_EXERCISE MATERIALS_
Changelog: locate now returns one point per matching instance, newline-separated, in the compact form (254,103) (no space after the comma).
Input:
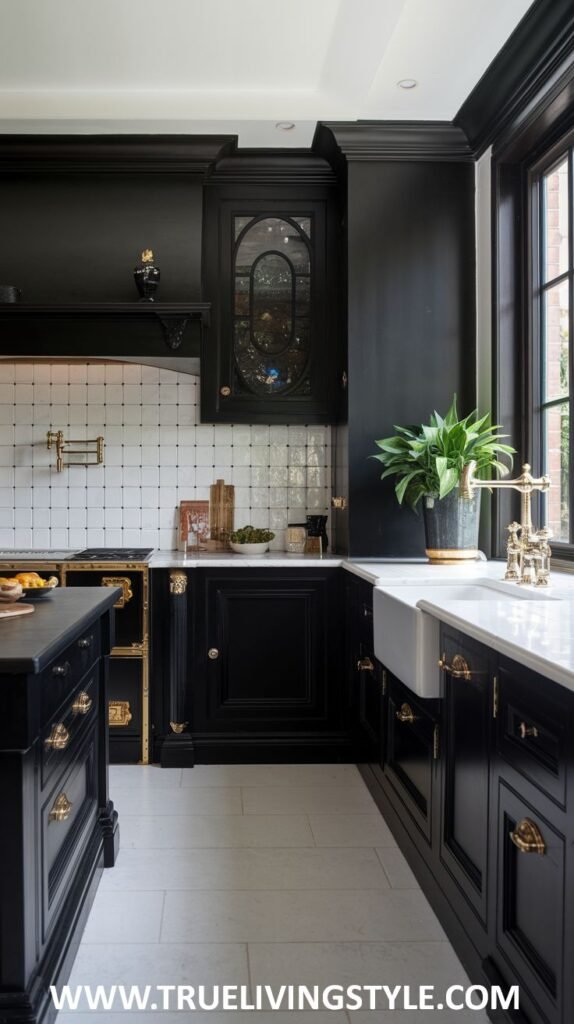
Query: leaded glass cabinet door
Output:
(271,357)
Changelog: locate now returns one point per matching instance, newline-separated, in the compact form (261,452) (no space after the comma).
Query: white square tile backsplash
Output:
(157,454)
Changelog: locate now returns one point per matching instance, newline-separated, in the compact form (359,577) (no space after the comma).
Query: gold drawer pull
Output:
(82,705)
(60,670)
(58,738)
(528,838)
(405,714)
(459,668)
(60,810)
(527,731)
(365,665)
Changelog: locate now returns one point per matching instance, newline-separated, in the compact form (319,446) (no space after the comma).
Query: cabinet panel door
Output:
(530,901)
(464,841)
(410,752)
(270,663)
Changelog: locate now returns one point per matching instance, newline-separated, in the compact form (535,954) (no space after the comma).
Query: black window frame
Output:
(536,289)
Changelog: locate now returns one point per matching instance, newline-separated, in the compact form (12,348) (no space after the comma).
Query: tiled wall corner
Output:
(157,454)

_AIM OF THE TASK_
Reproduce the records verbatim, omitting all images they contain.

_RESPONSE TO THE EXERCISE_
Changelog: locate now returns one point per matching instance, newline-separated, in the compact form (254,103) (no space after the comma).
Input:
Query: leaded glass cabinet door
Output:
(271,357)
Changelog: locate now returns one point per matching instance, newline-separated, in the compact form (261,452) (no space after the comma).
Query: white square tile backsplash
Output:
(157,454)
Changelog: locate now returns one point per matching instance, newline-separated, in the compact form (359,577) (no space after the comma).
Query: gold drawer pull
Output:
(82,705)
(60,670)
(58,738)
(528,838)
(405,714)
(459,668)
(60,810)
(527,731)
(365,665)
Changelog: locate now returns one point per matching instance, newline-separated, in the compact form (319,446) (no space after the comma).
Query: cabinet panel door
Output:
(530,901)
(464,841)
(410,752)
(270,663)
Changelog: locate now returns one point per matching instance, newline-separated, in the compact form (535,954) (no space after the comma).
Query: black window frame
Output:
(536,289)
Changelog: locate now returns one point per matching instance, newline-separated, in the compact form (12,348) (no space after the comma).
Query: tiled wall corner
Output:
(157,454)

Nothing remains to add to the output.